### READING PASSAGE
════════════════
• Dawn Ford

"Your mind can try its best to forget, to avoid, but the body remembers."

"I don't need any of these dates marked in my calendar to remember them - though they are listed in all my Google calendars anyway. Before these anniversaries show up as calendar reminders, my body remembers them. I'll wake up stiff and aching, my body bracing itself for what happened years ago on that day. Even if my brain were wiped clean, my muscles m my organs, and especially my heart would always remember. Even if I'd kept in a locked room without access to a calendar, I'd have known that Aaron's deathaversary was growing near. Your mind can try its best to forget, to avoid, but the body remembers."

"My shoulders found a resting place next to my ears. I woke up with an aching jaw, having bitten holes into my retainer as I slept. My eyeballs pulsed in my head all day long, and my heart raced. My grief had so many layers that it had become an exoskeleton."Nora McInerny - No Happy Endings

When it comes to loss and trauma I believe the body holds the score - So many people I meet who are grieving have this one thing in common -they ALL know how much grief hurts. It hurts so much it feels physical. It strikes the heart, head, stomach, chest, everywhere hurts. It's like liquid seeping into every void or crack in our emotional resilience.

Grief hurts - it's numbing, surreal, shocking, and exhausting; emotionally and physically. Many feel like their life is one big grief - that can hit at any time.


Unresolved grief can manifest itself in many guises and some of my clientsm have suffered with alls orts of medical abnomalies - terrible headaches, painful hips, rashes, throat problems, even chronic pain such as that associated with fibromyalgia (which I was diagnosed with in 2010 along with extreme fatigue) and so many other physical symptoms, where a doctor has found no reason for, which in their case externally relayed their grief.


I am always amazed at the improvement in a client's health after they have completed the Grief Recovery Method. It just cements my belief - the body keeps the score.
════════════════
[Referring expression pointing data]
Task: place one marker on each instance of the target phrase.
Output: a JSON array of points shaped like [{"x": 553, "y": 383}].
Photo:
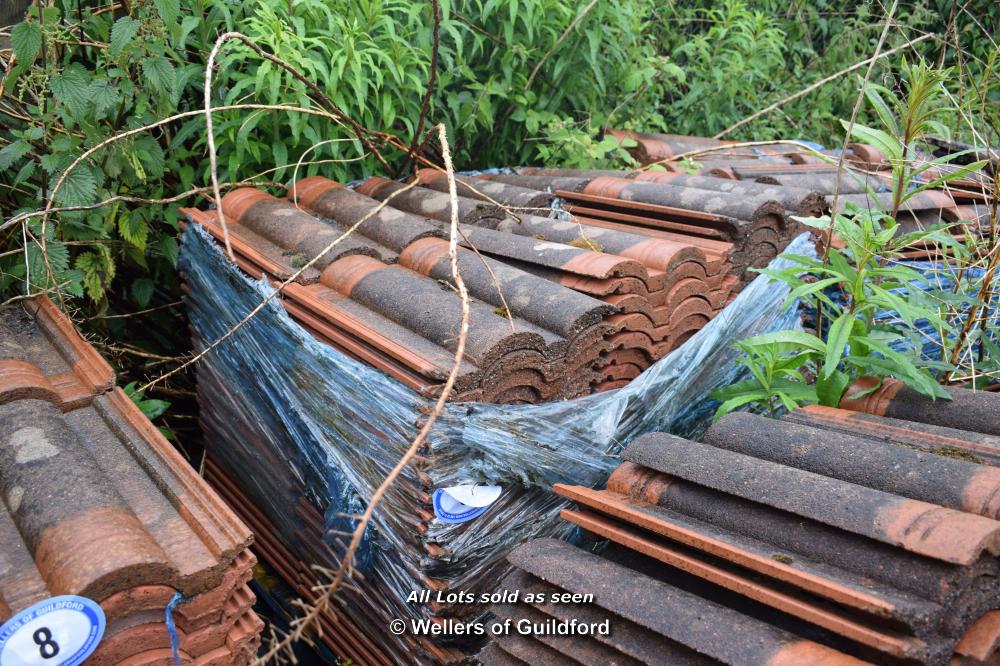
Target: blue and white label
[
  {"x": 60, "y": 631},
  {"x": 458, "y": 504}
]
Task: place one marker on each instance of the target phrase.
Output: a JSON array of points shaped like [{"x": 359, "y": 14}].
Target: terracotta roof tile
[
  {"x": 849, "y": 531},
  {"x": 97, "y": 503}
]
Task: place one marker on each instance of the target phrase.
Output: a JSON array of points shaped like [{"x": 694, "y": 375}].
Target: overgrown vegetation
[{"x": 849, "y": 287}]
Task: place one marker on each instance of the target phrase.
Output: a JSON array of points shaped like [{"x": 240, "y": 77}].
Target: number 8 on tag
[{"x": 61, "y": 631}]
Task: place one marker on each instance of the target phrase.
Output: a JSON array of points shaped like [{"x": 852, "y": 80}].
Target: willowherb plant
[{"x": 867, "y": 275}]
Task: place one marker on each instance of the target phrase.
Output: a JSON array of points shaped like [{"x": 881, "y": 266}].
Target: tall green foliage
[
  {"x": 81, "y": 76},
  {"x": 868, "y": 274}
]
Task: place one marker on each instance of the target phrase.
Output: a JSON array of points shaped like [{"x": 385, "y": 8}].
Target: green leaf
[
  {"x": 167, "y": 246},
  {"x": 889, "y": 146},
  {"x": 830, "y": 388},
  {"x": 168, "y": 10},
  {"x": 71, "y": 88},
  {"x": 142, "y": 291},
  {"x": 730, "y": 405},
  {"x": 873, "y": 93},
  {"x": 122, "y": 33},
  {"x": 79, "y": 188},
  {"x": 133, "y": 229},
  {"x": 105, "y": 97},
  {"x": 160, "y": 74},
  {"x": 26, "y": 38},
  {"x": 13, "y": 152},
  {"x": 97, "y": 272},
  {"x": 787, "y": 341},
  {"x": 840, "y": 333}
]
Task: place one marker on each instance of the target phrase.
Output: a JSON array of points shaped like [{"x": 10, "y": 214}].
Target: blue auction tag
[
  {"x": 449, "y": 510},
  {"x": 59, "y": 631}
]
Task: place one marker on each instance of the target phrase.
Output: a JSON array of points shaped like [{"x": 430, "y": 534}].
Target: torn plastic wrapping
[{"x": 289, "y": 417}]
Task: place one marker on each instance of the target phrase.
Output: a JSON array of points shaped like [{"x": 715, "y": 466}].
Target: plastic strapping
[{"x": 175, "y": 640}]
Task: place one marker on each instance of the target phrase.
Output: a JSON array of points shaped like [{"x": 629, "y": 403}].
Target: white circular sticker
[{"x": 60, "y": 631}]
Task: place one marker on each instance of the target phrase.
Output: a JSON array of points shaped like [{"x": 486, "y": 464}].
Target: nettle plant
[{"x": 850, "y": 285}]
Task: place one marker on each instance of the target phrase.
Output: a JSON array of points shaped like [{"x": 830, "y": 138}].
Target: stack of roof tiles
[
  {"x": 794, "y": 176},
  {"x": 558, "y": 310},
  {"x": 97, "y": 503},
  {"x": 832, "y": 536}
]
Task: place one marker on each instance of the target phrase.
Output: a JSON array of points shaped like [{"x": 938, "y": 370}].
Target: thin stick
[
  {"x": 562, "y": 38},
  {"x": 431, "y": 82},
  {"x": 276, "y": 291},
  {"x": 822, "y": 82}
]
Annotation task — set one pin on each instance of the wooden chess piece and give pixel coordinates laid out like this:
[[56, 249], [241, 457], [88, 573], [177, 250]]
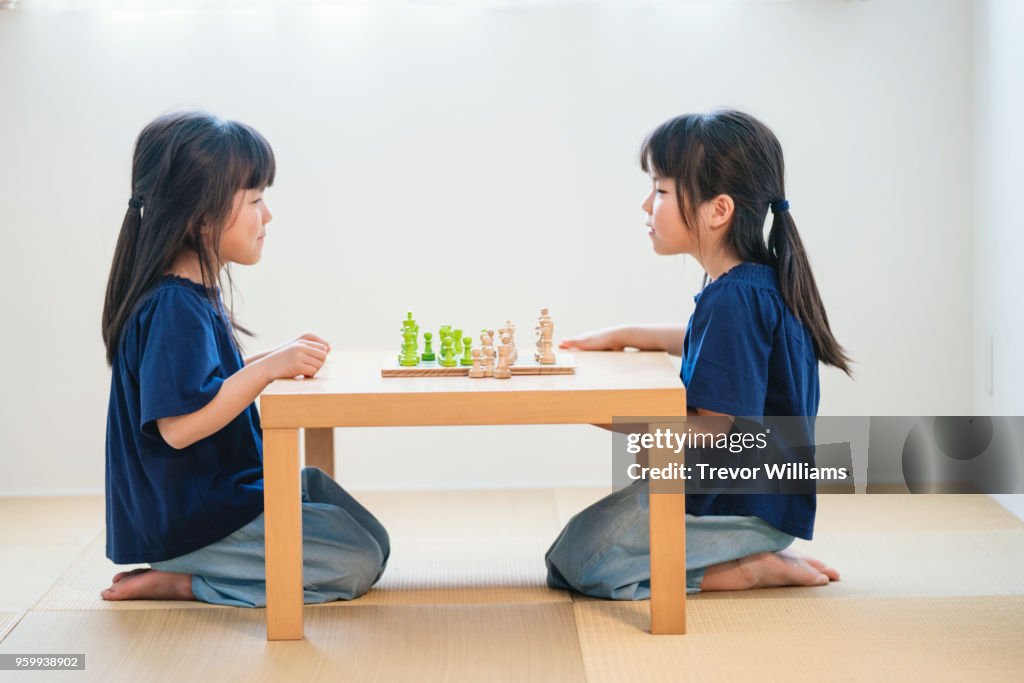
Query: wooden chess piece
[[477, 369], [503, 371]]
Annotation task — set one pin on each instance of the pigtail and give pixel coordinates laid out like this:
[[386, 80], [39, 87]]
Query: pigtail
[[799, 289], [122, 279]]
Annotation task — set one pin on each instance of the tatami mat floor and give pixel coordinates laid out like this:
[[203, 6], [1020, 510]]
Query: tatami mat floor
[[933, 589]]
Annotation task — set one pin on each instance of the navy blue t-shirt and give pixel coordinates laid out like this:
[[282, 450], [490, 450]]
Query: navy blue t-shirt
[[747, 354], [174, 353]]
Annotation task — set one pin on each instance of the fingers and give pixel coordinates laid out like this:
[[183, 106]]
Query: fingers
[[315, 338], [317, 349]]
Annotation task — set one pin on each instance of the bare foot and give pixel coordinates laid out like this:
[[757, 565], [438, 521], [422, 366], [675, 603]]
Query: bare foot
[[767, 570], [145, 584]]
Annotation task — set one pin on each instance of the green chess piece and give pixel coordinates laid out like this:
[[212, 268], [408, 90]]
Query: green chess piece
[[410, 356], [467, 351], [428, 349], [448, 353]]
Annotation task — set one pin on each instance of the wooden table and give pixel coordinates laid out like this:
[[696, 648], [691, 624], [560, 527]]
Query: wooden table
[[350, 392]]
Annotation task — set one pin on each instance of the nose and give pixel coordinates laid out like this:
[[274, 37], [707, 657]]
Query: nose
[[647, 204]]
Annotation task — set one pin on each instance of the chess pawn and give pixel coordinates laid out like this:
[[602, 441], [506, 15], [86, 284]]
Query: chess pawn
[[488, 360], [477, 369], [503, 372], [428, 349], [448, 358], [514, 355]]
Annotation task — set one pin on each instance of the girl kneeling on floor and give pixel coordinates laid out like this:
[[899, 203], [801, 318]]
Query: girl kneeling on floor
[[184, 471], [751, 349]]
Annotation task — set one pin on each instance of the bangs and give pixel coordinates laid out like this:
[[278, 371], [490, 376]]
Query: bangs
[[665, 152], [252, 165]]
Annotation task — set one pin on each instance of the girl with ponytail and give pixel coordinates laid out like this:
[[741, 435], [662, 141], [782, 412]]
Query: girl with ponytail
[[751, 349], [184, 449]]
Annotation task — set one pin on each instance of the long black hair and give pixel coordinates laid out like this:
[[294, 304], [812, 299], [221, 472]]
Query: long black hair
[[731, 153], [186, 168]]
════════════════
### HOW TO COMPLETE THIS TASK
Write out the entire text on grief and the body, word for word.

### ANSWER FOR THIS EXERCISE
• Dawn Ford

"Your mind can try its best to forget, to avoid, but the body remembers."

"I don't need any of these dates marked in my calendar to remember them - though they are listed in all my Google calendars anyway. Before these anniversaries show up as calendar reminders, my body remembers them. I'll wake up stiff and aching, my body bracing itself for what happened years ago on that day. Even if my brain were wiped clean, my muscles m my organs, and especially my heart would always remember. Even if I'd kept in a locked room without access to a calendar, I'd have known that Aaron's deathaversary was growing near. Your mind can try its best to forget, to avoid, but the body remembers."

"My shoulders found a resting place next to my ears. I woke up with an aching jaw, having bitten holes into my retainer as I slept. My eyeballs pulsed in my head all day long, and my heart raced. My grief had so many layers that it had become an exoskeleton."Nora McInerny - No Happy Endings

When it comes to loss and trauma I believe the body holds the score - So many people I meet who are grieving have this one thing in common -they ALL know how much grief hurts. It hurts so much it feels physical. It strikes the heart, head, stomach, chest, everywhere hurts. It's like liquid seeping into every void or crack in our emotional resilience.

Grief hurts - it's numbing, surreal, shocking, and exhausting; emotionally and physically. Many feel like their life is one big grief - that can hit at any time.


Unresolved grief can manifest itself in many guises and some of my clientsm have suffered with alls orts of medical abnomalies - terrible headaches, painful hips, rashes, throat problems, even chronic pain such as that associated with fibromyalgia (which I was diagnosed with in 2010 along with extreme fatigue) and so many other physical symptoms, where a doctor has found no reason for, which in their case externally relayed their grief.


I am always amazed at the improvement in a client's health after they have completed the Grief Recovery Method. It just cements my belief - the body keeps the score.